DATA FOR THE TASK:

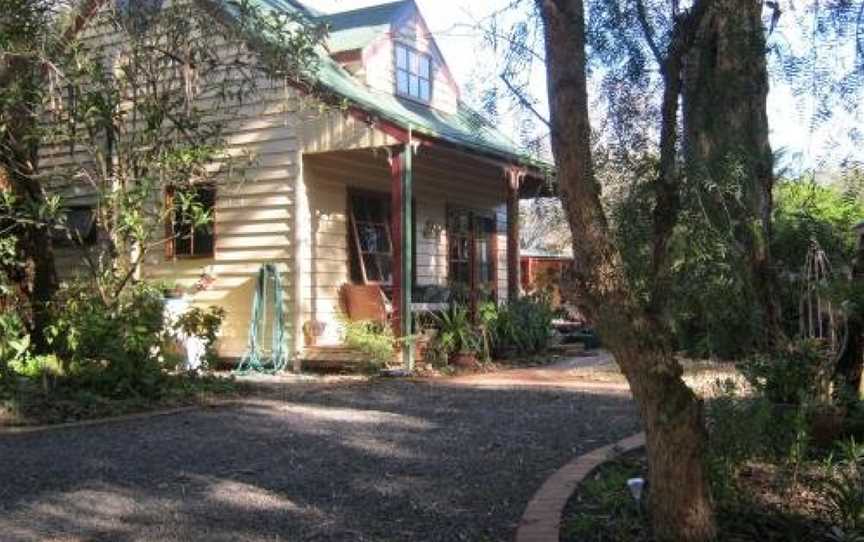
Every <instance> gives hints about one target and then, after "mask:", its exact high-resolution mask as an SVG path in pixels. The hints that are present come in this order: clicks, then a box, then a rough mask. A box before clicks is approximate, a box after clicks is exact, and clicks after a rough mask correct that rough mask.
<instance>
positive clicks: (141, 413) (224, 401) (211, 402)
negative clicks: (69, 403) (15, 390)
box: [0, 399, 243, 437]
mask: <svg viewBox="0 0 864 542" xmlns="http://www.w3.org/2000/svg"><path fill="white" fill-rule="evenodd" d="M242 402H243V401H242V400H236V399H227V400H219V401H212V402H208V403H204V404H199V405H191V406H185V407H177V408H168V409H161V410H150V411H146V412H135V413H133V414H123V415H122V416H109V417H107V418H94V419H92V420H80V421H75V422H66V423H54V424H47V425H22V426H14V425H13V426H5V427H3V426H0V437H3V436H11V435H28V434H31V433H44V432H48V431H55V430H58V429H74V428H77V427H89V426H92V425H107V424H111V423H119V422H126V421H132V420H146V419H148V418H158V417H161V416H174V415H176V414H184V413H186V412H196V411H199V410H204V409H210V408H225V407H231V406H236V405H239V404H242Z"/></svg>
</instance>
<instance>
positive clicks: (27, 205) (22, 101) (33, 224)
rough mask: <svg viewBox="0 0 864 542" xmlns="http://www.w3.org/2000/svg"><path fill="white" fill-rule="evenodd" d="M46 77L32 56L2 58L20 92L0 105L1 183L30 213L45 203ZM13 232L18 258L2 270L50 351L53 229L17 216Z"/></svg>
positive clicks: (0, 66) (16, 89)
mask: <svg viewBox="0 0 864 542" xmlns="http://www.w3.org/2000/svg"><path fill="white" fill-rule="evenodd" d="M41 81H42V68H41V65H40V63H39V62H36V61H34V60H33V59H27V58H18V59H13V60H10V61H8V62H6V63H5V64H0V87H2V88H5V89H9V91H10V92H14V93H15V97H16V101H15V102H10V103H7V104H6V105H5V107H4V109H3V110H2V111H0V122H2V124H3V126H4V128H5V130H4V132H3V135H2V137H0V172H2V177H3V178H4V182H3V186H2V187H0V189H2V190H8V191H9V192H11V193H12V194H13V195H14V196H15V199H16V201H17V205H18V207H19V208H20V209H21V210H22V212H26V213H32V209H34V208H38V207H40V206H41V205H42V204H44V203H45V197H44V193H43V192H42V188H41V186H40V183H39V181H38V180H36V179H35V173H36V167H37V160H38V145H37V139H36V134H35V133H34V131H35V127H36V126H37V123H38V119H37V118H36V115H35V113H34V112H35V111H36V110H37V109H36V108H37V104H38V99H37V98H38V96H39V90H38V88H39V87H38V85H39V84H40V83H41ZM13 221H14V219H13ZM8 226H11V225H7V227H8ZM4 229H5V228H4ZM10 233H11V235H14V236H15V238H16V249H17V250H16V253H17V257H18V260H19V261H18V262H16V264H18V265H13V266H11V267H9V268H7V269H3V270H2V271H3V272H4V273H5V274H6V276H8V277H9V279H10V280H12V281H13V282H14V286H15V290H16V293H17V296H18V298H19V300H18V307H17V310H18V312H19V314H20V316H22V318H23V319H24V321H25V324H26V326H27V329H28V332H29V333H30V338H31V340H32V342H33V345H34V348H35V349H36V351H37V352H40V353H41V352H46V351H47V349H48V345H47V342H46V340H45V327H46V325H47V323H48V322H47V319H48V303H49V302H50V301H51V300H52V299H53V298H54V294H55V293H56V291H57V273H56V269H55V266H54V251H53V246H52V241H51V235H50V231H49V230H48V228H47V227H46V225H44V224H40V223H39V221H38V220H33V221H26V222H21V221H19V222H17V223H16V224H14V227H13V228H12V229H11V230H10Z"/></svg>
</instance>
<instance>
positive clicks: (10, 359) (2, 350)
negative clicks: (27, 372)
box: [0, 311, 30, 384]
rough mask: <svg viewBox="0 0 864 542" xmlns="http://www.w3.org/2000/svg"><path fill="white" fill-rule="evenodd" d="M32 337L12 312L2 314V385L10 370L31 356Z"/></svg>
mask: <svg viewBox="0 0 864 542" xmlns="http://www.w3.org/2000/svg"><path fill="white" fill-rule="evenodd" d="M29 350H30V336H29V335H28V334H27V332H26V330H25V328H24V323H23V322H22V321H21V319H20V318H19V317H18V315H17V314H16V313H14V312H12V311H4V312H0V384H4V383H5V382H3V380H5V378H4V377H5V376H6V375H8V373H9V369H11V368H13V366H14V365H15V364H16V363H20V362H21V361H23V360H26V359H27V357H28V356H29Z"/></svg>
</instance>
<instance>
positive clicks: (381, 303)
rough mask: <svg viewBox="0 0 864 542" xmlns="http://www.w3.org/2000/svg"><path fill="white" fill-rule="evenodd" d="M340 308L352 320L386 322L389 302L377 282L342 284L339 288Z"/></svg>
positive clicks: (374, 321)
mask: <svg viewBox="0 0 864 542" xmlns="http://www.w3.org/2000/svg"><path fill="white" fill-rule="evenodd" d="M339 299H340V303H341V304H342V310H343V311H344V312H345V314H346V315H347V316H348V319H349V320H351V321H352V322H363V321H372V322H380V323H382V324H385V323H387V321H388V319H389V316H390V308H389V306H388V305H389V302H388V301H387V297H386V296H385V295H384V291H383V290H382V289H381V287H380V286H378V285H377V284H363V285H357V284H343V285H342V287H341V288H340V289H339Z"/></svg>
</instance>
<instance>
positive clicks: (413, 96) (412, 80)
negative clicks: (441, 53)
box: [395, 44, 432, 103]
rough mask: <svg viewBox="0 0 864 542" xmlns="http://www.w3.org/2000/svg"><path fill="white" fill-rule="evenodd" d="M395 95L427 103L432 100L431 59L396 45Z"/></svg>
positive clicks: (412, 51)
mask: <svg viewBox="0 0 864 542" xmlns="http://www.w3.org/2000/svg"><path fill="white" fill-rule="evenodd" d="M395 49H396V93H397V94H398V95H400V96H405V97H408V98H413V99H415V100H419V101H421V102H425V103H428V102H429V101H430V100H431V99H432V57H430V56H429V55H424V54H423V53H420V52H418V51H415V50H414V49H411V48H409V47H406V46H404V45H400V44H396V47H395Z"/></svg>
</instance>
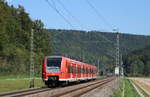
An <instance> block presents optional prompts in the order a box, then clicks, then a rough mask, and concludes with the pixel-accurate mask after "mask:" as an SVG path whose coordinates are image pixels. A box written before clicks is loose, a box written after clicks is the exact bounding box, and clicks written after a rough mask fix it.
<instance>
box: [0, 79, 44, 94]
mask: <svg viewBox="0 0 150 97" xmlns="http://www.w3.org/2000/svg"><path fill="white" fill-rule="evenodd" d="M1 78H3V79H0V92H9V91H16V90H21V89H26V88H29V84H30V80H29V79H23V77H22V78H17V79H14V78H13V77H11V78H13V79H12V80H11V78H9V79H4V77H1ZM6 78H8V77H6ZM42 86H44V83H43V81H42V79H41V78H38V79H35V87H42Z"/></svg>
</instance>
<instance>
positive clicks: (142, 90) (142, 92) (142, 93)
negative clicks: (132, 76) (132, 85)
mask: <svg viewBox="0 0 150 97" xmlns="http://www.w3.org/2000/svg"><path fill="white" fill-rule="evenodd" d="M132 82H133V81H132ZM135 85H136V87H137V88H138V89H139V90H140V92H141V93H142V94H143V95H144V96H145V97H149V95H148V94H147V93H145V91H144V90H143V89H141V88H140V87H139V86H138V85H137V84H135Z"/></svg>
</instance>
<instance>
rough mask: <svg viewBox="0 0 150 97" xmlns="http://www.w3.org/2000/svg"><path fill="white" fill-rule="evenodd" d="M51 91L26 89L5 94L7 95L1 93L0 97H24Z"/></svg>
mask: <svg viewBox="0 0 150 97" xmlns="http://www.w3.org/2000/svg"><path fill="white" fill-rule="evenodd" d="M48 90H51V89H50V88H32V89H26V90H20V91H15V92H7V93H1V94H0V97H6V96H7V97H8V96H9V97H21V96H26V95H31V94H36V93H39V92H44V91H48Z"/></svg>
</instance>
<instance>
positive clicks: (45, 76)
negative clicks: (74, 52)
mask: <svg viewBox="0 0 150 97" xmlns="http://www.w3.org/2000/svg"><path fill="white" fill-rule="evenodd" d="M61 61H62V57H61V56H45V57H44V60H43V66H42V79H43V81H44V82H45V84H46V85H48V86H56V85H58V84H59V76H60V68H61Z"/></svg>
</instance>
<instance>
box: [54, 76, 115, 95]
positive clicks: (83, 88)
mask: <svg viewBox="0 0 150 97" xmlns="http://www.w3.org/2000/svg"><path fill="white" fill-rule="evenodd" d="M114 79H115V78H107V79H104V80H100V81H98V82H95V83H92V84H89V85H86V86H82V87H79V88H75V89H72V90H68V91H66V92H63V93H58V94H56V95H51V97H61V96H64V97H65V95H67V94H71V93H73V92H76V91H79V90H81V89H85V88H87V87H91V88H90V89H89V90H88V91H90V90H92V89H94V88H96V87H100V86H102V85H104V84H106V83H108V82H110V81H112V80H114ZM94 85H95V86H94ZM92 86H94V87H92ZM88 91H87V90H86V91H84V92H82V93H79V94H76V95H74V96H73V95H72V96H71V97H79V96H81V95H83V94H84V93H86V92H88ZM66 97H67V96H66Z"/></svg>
--
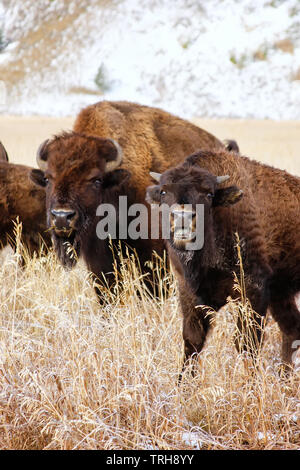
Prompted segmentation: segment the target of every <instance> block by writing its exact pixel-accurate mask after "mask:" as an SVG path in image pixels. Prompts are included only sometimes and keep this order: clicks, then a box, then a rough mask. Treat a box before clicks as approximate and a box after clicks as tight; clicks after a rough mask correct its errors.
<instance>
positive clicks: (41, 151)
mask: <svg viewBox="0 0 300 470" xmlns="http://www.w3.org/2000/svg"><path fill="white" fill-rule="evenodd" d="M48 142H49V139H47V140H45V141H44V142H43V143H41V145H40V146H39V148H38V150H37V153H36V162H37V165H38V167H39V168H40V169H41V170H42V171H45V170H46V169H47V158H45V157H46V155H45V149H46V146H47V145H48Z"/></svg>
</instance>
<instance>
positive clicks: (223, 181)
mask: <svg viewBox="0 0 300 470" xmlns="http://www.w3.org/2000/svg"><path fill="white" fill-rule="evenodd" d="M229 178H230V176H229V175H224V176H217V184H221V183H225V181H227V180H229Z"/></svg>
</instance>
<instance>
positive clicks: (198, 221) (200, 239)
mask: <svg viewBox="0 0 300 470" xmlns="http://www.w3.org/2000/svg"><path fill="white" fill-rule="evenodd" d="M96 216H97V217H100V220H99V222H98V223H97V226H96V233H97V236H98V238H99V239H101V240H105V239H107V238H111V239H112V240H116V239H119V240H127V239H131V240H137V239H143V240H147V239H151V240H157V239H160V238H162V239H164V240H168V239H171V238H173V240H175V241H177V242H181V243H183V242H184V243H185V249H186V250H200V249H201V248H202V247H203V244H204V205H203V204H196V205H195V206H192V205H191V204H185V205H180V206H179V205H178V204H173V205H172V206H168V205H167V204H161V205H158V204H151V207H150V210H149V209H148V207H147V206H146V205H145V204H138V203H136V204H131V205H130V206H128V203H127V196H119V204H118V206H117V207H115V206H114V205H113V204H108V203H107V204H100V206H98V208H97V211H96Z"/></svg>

WORK TASK:
Turn the lines of the records above into a numbered list, starting at the line that contains "Every <instance> gives" and ending at the line that contains "positive clicks: (141, 413)", with blank lines left out.

FINAL ANSWER:
1. Every <instance> gives hints about one target and then, after "mask:", its exact high-resolution mask as an SVG path in pixels. The hints that are present come in this order: clicks, then a box, then a rough mask. A box before clicks is approximate, a box after clicks is exact, and clicks after a rough mask correct that rough mask.
2. <instance>
3. positive clicks: (141, 413) (224, 401) (211, 402)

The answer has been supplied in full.